- ACTIONS TO TAKE -
A – Answer these questions from the episode summaries, one answer per line:
(i) How long after the virus was unleashed does Episode 11 take place?
(ii) How many doses of the new vaccine does the soldier bring?
(iii) How old was Bernard when his fear started?
B – Carry on the episode summaries from the point where the text stops.

Episode 11: The Vaccine
It has been three months since the doomsday cult unleashed the genetically engineered Berlin C virus, and today most of the world is dead or dying. Among the living are a group of hospital patients and their nurse, Marie Alexander (Maria Conchita Alonso), who have survived because they were already under quarantine when the virus struck. They are running out of food and fuel when a soldier arrives with a new vaccine from the Center for Disease Control. But, there's only enough for three doses and it will take three days for the vaccine culture to develop enough to be effective. It falls to Marie to maintain order until the vaccine is ready, and to decide who will get injected.
Episode 12: Fear Itself
For as long as he can remember, Bernard Selden (AYRE GROSS) has been haunted by a paralyzing fear. It started when he was six, when he set a fire that killed his four-year-old sister and today, at 27, the fear clings to him like a blanket. But, Dr. Adam Pike (Jeffrey Demunn) has hope for a cure. He has diagnosed Bernard's condition and believes that if he can isolate the part of the brain responsible for fear, the amyglada, he can cure him. The series of injections and radiation designed to build a layer of calcium around the amyglada produces stunning results; Bernard's fear recedes. He even starts a relationship with his neighbor Lisa (Tanya Allen). But there are side effects. Now, Bernard can use his brain to make others feel the kind of crippling fear he used to feel. He is still a prisoner of the past, haunted by images of Mr. Wilkes (Alex Diakun), the owner of the foster home where Bernard's sister died.

- DATA -
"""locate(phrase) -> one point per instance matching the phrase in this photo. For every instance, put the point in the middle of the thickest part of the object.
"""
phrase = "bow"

- RESULTS BY TASK -
A –
(i) Three months
(ii) Three
(iii) Six

B –
Episode 13: The Joining
When a transport ship crashed and wiped out the colony on Venus, Capt. Miles Davidow (C. Thomas Howell) was the sole survivor. But, after he's rescued by a team that includes his fiancee, Kate Girard (Amanda Tapping) and Scott Perkins (Jeffrey Jones), it soon becomes clear that Davidow did not escape unscathed. Removed from the high radiation atmosphere of Venus, his body is reacting to the Earth's air like that of a chemotherapy patient. When doctors give him the radiation his body seems to crave, strange things start to happen. Davidow's body begins to spawn duplicate parts - a hand, a torso and more from wounds that miraculously heal. In spite of this, Miles and Kate get married while he's still in isolation, but his time on Venus and the strange creatures he encountered there have had a profound change on Miles.